Aim of the exercise: Rewrite each of the rows below as a numbered list of its lines, leaving out any blank lines.

┌──

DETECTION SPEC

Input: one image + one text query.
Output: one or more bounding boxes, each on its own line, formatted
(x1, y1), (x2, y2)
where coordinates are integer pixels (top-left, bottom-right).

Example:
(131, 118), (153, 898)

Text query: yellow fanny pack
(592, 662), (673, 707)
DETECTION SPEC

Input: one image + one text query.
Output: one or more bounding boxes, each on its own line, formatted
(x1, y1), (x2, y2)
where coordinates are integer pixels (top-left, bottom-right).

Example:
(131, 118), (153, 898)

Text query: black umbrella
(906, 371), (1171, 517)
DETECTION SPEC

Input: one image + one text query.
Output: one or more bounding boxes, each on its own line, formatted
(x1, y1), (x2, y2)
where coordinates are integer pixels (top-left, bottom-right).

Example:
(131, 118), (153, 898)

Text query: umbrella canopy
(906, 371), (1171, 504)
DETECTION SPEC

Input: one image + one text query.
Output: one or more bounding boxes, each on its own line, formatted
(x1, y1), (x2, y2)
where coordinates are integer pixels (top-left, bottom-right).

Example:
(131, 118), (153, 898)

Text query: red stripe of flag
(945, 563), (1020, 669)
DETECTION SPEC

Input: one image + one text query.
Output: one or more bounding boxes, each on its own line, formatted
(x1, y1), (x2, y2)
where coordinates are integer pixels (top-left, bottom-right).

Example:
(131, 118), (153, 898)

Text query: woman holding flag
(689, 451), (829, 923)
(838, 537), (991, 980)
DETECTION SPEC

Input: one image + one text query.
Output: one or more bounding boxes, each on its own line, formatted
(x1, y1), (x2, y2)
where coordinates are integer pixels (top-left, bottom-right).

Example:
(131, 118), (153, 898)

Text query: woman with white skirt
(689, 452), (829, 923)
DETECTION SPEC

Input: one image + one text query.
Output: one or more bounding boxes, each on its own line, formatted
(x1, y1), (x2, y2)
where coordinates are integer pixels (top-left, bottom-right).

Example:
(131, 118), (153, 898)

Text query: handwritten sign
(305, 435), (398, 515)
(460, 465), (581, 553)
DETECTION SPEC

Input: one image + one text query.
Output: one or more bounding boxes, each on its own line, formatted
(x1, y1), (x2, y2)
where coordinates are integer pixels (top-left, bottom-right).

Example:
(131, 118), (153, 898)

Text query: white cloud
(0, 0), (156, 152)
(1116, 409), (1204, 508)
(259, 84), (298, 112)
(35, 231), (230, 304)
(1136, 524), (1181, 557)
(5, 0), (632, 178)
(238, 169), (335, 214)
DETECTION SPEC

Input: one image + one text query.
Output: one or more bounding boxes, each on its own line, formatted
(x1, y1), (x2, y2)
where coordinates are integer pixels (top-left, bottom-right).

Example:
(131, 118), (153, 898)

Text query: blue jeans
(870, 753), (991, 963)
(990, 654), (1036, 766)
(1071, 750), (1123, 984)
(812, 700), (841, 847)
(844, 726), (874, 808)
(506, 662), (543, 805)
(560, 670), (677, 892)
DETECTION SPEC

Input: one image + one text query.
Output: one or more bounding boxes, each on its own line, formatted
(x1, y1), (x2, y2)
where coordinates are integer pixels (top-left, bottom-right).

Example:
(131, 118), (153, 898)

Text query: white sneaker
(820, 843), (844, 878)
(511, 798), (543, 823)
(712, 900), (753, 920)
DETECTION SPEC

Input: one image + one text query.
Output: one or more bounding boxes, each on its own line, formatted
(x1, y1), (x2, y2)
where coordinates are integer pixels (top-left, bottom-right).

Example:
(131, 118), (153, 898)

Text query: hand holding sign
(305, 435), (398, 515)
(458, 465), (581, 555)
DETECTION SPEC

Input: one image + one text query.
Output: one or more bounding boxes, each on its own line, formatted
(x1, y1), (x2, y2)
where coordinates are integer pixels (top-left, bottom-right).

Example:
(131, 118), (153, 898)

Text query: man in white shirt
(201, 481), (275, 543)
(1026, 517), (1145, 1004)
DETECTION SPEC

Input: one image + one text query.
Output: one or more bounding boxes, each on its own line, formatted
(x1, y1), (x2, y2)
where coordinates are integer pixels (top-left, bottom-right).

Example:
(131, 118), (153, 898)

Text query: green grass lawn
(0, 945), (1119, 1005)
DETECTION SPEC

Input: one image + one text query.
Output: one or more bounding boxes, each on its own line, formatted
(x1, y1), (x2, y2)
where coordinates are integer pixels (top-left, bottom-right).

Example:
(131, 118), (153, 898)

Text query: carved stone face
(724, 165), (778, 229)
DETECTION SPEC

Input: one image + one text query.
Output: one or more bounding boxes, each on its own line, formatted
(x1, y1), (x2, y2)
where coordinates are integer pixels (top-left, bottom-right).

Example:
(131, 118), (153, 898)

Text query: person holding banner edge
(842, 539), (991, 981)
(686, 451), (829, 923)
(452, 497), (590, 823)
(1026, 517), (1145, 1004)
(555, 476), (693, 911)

└──

Worked solution:
1. DETECTION SPEC
2. Input: one image + one text query.
3. Output: one or more bounding boxes, each on its own line, formatted
4. (x1, y1), (x2, y2)
5. where coordinates are integer pixels (top-left, bottom-right).
6. Example:
7. (131, 118), (153, 898)
8. Text query: yellow fanny pack
9. (592, 662), (673, 707)
10. DETECTION SPEC
11. Input: one image + one text query.
12. Output: one or more bounding boxes, each on its own line, formatted
13. (x1, y1), (x2, y2)
14. where coordinates are integer pixels (top-left, bottom-right).
15. Example:
16. (131, 118), (153, 898)
17. Text query: black umbrella
18. (906, 371), (1171, 517)
19. DETECTION SPEC
20. Input: one image + one text query.
21. Output: one or more bounding boxes, each on its own line, formatted
22. (x1, y1), (x2, y2)
23. where coordinates are integer pixels (top-left, bottom-right).
24. Example:
25. (131, 118), (153, 898)
26. Text query: umbrella canopy
27. (906, 371), (1171, 504)
28. DETECTION SPEC
29. Input: one image + one text query.
30. Output: one or more bounding boxes, each on its own line, formatted
31. (x1, y1), (x2, y2)
32. where coordinates are integer pixels (top-left, bottom-right).
33. Example:
34. (131, 118), (153, 898)
35. Text query: red stripe of flag
36. (945, 563), (1020, 669)
37. DETECTION SPEC
38. Input: one image + one text query.
39. Output: one or more bounding boxes, each on its own line, formatted
40. (x1, y1), (x2, y2)
41. where coordinates are integer pixels (top-left, bottom-right).
42. Example:
43. (131, 118), (153, 898)
44. Text query: woman holding flag
45. (689, 451), (829, 923)
46. (838, 537), (991, 980)
47. DETECTION SPEC
48. Input: one image + one text query.
49. Output: one or more bounding boxes, each on its own line, formatted
50. (x1, y1), (x2, y2)
51. where coordinates are integer pixels (top-left, bottom-right).
52. Example:
53. (131, 118), (153, 898)
54. Text query: woman with white skirt
55. (689, 452), (829, 923)
56. DETECTION SPEC
57. Input: one image + one text query.
58. Output: one or more bounding boxes, each on its own line, formatted
59. (x1, y1), (x2, y2)
60. where coordinates are integer pixels (top-left, bottom-right).
61. Example:
62. (131, 118), (153, 898)
63. Text query: handwritten sign
64. (305, 435), (398, 515)
65. (460, 465), (581, 553)
66. DETECTION SPEC
67. Input: one image + one text query.
68. Output: one or more bounding boxes, each on its own line, formatted
69. (x1, y1), (x2, y2)
70. where coordinates are integer pixels (top-left, bottom-right).
71. Example:
72. (131, 118), (153, 898)
73. Text query: white cloud
74. (0, 0), (156, 152)
75. (1116, 409), (1204, 508)
76. (259, 84), (298, 112)
77. (35, 231), (230, 304)
78. (1136, 524), (1181, 557)
79. (5, 0), (632, 178)
80. (238, 169), (335, 214)
81. DETECTION SPEC
82. Input: one image + one text query.
83. Output: one or more bounding boxes, each on its own line, formatted
84. (x1, y1), (x2, y2)
85. where coordinates are integer pixels (top-left, bottom-right).
86. Example:
87. (131, 118), (153, 898)
88. Text query: blue jeans
89. (870, 753), (991, 963)
90. (990, 654), (1036, 766)
91. (1071, 750), (1123, 984)
92. (812, 700), (841, 847)
93. (844, 726), (874, 808)
94. (506, 662), (543, 805)
95. (560, 670), (677, 892)
96. DETECTION SPEC
97. Input: one image + one text query.
98. Output: one or more bounding boxes, each on its own line, formatted
99. (x1, y1), (x2, y2)
100. where coordinates are integer pixels (top-left, bottom-right).
101. Example:
102. (131, 118), (153, 898)
103. Text query: white sneaker
104. (820, 843), (844, 878)
105. (511, 798), (543, 823)
106. (712, 900), (753, 920)
107. DETECTION SPEC
108. Input: one image + one text query.
109. Output: one or more bounding boxes, each on its own line, formatted
110. (x1, y1), (x2, y2)
111. where coordinates are integer pixels (top-left, bottom-right).
112. Example:
113. (131, 118), (153, 898)
114. Text query: hand holding sign
115. (305, 435), (398, 515)
116. (458, 465), (581, 555)
117. DETECTION SPEC
118. Input: one image + one text query.
119. Output: one or more bounding boxes, each on its own line, formatted
120. (x1, y1), (x2, y2)
121. where coordinates are integer pixels (top-left, bottom-right).
122. Example:
123. (131, 118), (153, 898)
124. Text query: man in white shirt
125. (201, 481), (275, 543)
126. (1026, 517), (1145, 1004)
127. DETECTION SPEC
128. Input: one image + one text query.
129. Output: one or more bounding boxes, each on its own line, formatted
130. (x1, y1), (x2, y2)
131. where coordinates are integer pixels (top-left, bottom-right).
132. Example:
133. (131, 118), (153, 898)
134. Text query: green grass lawn
135. (0, 945), (1119, 1005)
136. DETECTION SPEC
137. Input: one image + one text query.
138. Output: one or more bounding boxes, each on its own line, formatted
139. (x1, y1), (x2, y2)
140. where coordinates are integer pixels (top-left, bottom-right).
141. Example:
142. (131, 118), (153, 898)
143. Text query: carved stone face
144. (724, 165), (778, 229)
145. DETECTION SPEC
146. Input: one image + one text query.
147. Output: one or more bounding boxes, each on its own line, formatted
148. (x1, y1), (x2, y2)
149. where coordinates are integer pixels (top-left, bottom-right).
150. Example:
151. (131, 118), (153, 898)
152. Text query: person holding banner edge
153. (842, 539), (991, 981)
154. (686, 451), (829, 923)
155. (452, 497), (590, 823)
156. (1026, 517), (1145, 1004)
157. (555, 476), (693, 911)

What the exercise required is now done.